> **Your objective**
How many lines in the material below contain the string "every"? Give only the number.

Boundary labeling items
-- BEGIN --

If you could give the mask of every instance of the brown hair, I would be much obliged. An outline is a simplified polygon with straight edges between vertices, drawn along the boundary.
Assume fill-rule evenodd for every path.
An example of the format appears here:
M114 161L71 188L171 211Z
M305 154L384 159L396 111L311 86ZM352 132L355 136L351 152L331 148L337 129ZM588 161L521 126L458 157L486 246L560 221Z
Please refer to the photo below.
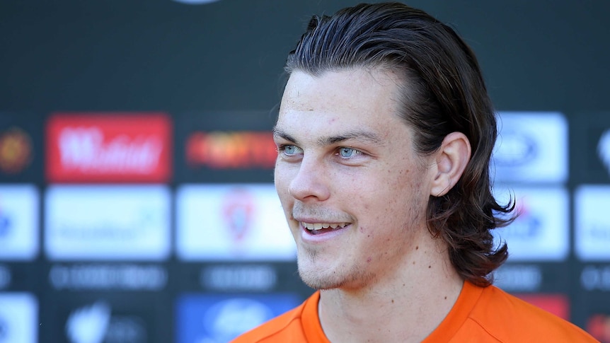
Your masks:
M472 156L445 195L431 197L428 228L449 245L454 267L476 284L506 260L490 230L510 223L513 201L491 192L490 160L496 119L474 53L455 31L425 12L396 2L361 4L332 16L314 16L285 70L312 75L355 67L383 68L406 80L399 115L414 129L422 155L437 151L451 132L464 133Z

-- END --

> **In response**
2